### [QUESTIONS]
1. In the post about a separation, how long did the writer intend the trial separation to last after the Relate session?
2. In the post about a separation, why does the writer feel they don't actually like H some of the time?
3. What parts of the trial separation did the writer plan after the Relate session, according to the post about a separation? List all of them.

BEGIN SUPPLIED TEXT

On the topic of being properly separated...sigh, I keep switching between deeply regretting giving in and giving H another chance by going along with some sort of half way separation whilst we address the issues, to thinking this is great and will allow time for everyone to process and help the final separationto be smoother. To him though, this seems to mean we are almost back to normal, still together whilst addressing the issues. I got carried away (trauma bonding?) and sort of agreed to that, then regretted it of course, but now can't tell him.
After the Relate session I had meant for this to be a trial separation of maybe 6 months, not actually getting back together. So whilst house sharing, I would be having some more space to think and respite from caring for DD, whilst H does all the things he promised me he'd do if I took him back. An adhd diagnosis and therapy for example, he said. To then see if my feelings change and we can make it work, as suggested by Relate.
Yet, I really can't see that happening, I know he isn't necessarily that 'bad' but I can't forget and move past some of his hurtful behaviours, which are probably abusive in some people's eyes. I don't trust him, I can't predict what he is like with his moodswings etc and as a result I don't think I actually like him some of the time. I don't want to be intimate with him yet yearn to be so with someone else (at some point in the future). Not saying that all this is due to possible ND, maybe it's me, my autism and my past trauma. It's not working though.
I guess the good thing is that he started moving stuff and furniture around to turn 'his' bedroom around meaning I should be getting my own room once the chaos of relocating stuff and furniture has settled! I also get some of Saturdays 'off' now so he cares for DD and I can get some respite.
Am trying to convince myself that this is still a step in the right direction and that it might benefit somehow.

END SUPPLIED TEXT
BEGIN SOURCE MATERIAL

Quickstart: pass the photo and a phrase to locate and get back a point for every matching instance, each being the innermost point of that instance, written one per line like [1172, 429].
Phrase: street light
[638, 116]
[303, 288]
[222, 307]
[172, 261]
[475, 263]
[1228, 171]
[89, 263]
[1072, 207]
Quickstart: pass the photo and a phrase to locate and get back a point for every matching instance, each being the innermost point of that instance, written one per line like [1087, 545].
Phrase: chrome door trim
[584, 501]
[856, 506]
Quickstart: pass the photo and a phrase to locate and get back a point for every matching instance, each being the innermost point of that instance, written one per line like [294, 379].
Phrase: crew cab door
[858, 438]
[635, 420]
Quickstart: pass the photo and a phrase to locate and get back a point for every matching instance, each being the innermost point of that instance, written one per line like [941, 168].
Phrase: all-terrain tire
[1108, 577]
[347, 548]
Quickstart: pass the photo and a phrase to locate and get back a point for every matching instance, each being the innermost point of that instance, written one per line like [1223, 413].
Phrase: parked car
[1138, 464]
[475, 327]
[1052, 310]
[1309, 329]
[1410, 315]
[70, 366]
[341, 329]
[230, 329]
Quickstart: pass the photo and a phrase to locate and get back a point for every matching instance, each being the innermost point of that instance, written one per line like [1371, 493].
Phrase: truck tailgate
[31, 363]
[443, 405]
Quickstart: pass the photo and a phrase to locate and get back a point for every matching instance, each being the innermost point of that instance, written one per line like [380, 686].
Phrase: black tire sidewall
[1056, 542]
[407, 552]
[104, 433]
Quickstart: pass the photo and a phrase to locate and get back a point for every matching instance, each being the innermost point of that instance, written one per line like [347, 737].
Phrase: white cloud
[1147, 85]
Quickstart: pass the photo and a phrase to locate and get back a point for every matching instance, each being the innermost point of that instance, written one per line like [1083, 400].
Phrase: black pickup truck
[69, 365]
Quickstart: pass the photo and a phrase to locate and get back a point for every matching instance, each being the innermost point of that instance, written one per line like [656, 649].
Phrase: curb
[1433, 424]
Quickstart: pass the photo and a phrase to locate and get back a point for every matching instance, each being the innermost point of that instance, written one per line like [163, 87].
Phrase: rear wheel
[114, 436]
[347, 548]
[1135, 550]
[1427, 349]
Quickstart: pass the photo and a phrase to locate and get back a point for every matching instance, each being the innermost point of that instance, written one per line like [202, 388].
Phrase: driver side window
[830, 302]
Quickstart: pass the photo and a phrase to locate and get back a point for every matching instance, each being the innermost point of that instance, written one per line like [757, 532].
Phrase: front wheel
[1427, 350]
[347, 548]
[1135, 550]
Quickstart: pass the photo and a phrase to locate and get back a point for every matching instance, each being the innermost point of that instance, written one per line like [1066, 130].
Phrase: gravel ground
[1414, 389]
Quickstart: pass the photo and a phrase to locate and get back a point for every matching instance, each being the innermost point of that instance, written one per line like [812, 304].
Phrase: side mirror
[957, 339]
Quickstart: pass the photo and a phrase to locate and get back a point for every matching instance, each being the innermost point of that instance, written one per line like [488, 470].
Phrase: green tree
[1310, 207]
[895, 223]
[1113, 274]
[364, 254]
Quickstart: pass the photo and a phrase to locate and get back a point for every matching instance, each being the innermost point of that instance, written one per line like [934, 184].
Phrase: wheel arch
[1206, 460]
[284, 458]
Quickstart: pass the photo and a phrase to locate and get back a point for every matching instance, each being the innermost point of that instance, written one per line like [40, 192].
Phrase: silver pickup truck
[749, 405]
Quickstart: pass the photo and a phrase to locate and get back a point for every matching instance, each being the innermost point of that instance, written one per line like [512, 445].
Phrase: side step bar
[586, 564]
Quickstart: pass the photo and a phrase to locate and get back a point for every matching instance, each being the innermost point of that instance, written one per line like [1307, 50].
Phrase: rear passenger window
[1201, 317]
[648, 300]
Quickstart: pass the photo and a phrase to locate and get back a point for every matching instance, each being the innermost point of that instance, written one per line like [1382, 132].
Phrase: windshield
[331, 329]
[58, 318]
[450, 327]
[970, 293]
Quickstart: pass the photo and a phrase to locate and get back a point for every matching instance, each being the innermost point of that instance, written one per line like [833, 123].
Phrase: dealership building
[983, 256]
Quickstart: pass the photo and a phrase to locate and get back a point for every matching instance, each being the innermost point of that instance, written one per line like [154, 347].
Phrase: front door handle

END SOURCE MATERIAL

### [OUTPUTS IN ORDER]
1. Maybe 6 months.

2. The writer doesn't trust him and can't predict what he is like with his mood swings. The post says the dislike comes as a result of this.

3.
- House sharing
- More space for the writer to think
- Respite from caring for DD
- H doing the things he promised, such as an ADHD diagnosis and therapy
- Seeing whether the writer's feelings change and they can make it work